Reproduce the entire passage on the Democratic Union Party (PYD) below word for word.

» **Source document**:

>> start

Democratic Union Party (PYD)/Peoples Protection Units (YPG)

Founded in 2003, the PYD and its military wing the YPG are the ideological sister group of the Kurdistan Workers Party (PKK), which has fought a decades-long conflict with Turkey.

Following the beginning of the Syrian civil war in 2011, the PYD managed to take control of much of the Syria's north in the security vacuum that followed.

The group claims to espouse an ideology called "democratic confederalism", based on the ideology of PKK founder and leader Abdullah Ocalan, who has been in prison in Turkey since 1999.


Turkey has long viewed the growth of the PYD with deep concern, and a peace process between Turkey and the PKK collapsed in 2015 in part over the spread of the Syrian Kurds' influence.

Since then, Erdogan has repeated his determination that he would "never allow the establishment of a Kurdish state in northern Syria".

What does Turkey want in northern Syria?

Turkey fears that a pro-PKK entity on its southern border would inevitably become a launchpad for attacks on Turkey.

>> end

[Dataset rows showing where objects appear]
>> start

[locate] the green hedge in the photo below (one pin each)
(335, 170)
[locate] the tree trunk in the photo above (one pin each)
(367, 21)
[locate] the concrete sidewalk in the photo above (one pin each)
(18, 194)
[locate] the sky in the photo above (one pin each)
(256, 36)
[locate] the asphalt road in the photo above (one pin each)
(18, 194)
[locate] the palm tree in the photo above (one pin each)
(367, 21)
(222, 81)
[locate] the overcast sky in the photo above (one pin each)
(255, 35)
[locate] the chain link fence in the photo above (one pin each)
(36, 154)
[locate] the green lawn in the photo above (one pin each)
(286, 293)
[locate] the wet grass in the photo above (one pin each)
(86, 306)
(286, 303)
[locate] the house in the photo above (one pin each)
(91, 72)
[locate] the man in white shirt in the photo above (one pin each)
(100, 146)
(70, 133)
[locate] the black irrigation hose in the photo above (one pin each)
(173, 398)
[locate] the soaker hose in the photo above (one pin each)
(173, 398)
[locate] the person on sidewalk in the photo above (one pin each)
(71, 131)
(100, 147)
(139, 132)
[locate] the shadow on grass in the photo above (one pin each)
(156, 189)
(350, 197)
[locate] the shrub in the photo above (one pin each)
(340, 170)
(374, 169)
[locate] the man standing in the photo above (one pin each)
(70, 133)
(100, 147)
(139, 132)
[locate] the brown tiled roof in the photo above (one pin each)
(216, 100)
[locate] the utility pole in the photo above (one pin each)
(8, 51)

>> end
>> start

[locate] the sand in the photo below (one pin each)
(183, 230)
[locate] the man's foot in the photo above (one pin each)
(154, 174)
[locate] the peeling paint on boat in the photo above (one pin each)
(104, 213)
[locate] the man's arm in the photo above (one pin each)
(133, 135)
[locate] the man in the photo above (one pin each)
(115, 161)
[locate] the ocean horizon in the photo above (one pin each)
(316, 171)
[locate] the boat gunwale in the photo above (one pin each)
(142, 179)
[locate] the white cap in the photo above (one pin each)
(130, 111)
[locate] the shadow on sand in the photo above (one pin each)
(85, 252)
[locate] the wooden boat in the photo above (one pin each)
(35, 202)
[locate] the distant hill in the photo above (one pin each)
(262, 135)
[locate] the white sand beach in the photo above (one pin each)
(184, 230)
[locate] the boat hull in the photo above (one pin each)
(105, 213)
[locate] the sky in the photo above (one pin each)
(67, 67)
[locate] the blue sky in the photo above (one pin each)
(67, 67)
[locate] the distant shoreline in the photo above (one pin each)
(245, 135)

>> end

» **Full solution**:
Democratic Union Party (PYD)/Peoples Protection Units (YPG)

Founded in 2003, the PYD and its military wing the YPG are the ideological sister group of the Kurdistan Workers Party (PKK), which has fought a decades-long conflict with Turkey.

Following the beginning of the Syrian civil war in 2011, the PYD managed to take control of much of the Syria's north in the security vacuum that followed.

The group claims to espouse an ideology called "democratic confederalism", based on the ideology of PKK founder and leader Abdullah Ocalan, who has been in prison in Turkey since 1999.


Turkey has long viewed the growth of the PYD with deep concern, and a peace process between Turkey and the PKK collapsed in 2015 in part over the spread of the Syrian Kurds' influence.

Since then, Erdogan has repeated his determination that he would "never allow the establishment of a Kurdish state in northern Syria".

What does Turkey want in northern Syria?

Turkey fears that a pro-PKK entity on its southern border would inevitably become a launchpad for attacks on Turkey.